-- Start SELECTED EXTRACT --

Jill Burke, University of Edinburgh ([log in to unmask])
Genevieve Warwick, University of Glasgow ([log in to unmask])

We invite proposals of up to 250 words on the following area by 9 
November 2009. Thanks to the generosity of the Leverhulme Trust, some 
funding is available for speakers' travel costs where institutional 
funding is not possible.

This session will examine the figure of the artist at work through a 
plurality of perspectives to probe issues of artistic labour in 
Renaissance and Baroque Italy. The period threw up competing models 
through which to constitute the artist’s working environment: as 
workshop, studio, academy for teaching, and cultural space for the 
production of artist-patron relations. Artistic practice was contingent 
on changing techniques and technologies, methods and materials, yoked to 
theories of imitation and invention. This intersection between working 
tools such as mirrors and lenses and an early modern theorisation of art 
as mimesis, may be traced through preparatory works as the residue of 
practice. The changing deployment and rendering of the artist’s model 
bears witness to this history. Portraits of artists also embody these 
developments in their changing occlusion or display of the artist’s 
studio, models, and working tools. The session convenors would welcome 
papers in any of the following areas:
• Institutions: The Workshop, the Studio, the Academy
• Materials and Methods
• Techniques and Technologies: Tradition and Innovation
• Preparatory Methods: drawings, sketches, bozzetti,modelli
• The Artist’s Model
• Artists’ Portraits
• Imitation: Theories and Practices.

-- End SELECTED EXTRACT --
-- Start PROVIDED MATERIAL --

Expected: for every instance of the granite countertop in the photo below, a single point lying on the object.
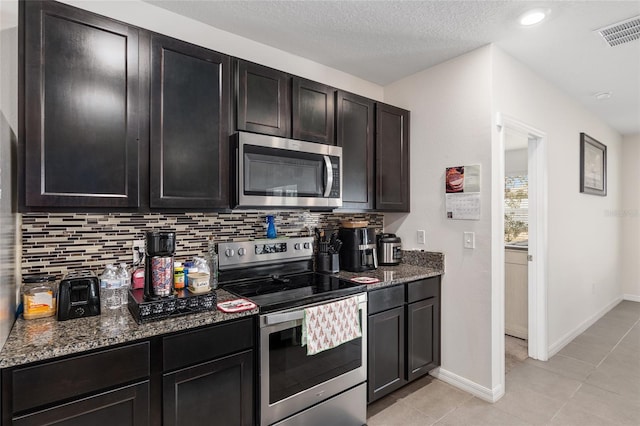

-- End PROVIDED MATERIAL --

▶ **WHAT TO PRODUCE**
Answer these questions from the call for papers:
(a) What is the word limit for proposals, and by what date are they due?
(b) Which trust's generosity makes funding for speakers' travel costs available?
(c) Which two working tools are named in connection with the theorisation of art as mimesis?

▶ **COMPLETED EXERCISE**
(a) Up to 250 words, by 9 November 2009.
(b) The Leverhulme Trust.
(c) Mirrors and lenses.